▶ TASK PROMPT
Please count the lines in the items below that contain the string "stone". Reply with the number alone.

** Start of INPUT ROWS **

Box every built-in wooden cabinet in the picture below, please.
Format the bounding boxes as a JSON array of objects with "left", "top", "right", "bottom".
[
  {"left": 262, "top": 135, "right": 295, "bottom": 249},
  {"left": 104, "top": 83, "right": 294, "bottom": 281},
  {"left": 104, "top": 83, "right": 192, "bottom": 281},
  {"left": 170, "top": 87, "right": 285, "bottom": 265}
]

** End of INPUT ROWS **
** Start of INPUT ROWS **

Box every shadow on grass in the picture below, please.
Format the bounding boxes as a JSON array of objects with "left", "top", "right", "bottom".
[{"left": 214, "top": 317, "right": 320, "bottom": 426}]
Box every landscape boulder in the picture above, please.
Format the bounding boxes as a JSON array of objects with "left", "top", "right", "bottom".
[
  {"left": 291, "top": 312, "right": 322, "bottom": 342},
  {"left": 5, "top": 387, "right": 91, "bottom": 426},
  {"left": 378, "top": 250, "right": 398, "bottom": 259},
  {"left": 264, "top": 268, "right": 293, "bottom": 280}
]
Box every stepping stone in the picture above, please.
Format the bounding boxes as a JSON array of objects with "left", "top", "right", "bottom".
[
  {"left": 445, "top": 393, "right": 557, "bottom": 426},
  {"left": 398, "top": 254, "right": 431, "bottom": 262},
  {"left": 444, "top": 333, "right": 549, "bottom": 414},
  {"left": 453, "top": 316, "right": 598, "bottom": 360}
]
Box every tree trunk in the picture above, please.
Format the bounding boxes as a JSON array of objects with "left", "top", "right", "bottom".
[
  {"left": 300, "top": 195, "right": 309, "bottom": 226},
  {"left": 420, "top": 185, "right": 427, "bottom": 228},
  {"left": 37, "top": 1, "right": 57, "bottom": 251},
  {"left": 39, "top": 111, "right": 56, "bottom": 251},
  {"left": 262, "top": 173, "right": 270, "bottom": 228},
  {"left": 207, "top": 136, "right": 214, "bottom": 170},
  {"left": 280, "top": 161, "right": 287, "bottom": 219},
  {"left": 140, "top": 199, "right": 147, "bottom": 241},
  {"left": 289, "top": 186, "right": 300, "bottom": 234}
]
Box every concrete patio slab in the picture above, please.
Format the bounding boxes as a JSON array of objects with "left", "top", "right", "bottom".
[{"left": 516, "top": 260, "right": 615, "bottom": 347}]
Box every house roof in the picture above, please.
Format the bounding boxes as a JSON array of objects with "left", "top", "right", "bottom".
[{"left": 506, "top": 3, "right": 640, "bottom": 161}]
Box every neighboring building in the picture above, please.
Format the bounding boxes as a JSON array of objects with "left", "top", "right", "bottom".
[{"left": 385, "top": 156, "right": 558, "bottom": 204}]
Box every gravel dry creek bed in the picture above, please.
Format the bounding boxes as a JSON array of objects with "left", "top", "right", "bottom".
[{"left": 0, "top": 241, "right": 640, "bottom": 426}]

** End of INPUT ROWS **
** Start of INPUT ROWS **

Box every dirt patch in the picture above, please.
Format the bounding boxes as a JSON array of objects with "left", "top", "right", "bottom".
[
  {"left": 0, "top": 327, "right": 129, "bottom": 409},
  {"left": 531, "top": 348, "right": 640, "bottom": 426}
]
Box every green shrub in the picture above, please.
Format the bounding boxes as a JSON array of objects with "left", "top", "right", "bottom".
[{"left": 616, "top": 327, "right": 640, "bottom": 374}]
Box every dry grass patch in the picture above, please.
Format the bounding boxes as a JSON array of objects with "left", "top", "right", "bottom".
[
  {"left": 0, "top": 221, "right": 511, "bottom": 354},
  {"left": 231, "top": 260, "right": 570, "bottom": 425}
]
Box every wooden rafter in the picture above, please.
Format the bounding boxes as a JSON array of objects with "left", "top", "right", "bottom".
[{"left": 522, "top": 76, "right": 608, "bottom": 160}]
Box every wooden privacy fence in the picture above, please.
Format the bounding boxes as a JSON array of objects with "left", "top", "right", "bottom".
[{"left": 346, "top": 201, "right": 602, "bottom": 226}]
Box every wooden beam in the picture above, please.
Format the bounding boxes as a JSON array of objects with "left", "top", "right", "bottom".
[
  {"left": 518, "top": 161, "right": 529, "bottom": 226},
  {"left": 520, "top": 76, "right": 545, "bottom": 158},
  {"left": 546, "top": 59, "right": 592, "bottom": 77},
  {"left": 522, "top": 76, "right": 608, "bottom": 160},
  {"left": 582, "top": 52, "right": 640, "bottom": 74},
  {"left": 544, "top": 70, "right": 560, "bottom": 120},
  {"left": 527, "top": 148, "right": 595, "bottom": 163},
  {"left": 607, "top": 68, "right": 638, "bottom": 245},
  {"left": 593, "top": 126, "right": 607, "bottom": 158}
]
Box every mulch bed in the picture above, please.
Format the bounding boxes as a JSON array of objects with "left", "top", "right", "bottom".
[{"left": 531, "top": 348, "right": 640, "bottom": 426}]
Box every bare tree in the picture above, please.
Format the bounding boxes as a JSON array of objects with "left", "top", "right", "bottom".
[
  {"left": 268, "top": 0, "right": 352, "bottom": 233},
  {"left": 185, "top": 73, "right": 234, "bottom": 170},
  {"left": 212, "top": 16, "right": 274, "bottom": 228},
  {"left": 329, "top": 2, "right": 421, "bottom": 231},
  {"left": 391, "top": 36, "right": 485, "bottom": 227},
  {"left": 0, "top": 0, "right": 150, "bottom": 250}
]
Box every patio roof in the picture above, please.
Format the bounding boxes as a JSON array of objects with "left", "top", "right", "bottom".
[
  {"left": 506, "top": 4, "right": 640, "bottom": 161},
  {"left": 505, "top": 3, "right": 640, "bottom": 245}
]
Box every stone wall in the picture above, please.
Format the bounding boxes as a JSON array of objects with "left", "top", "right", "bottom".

** End of INPUT ROWS **

▶ WRITTEN REPLY
2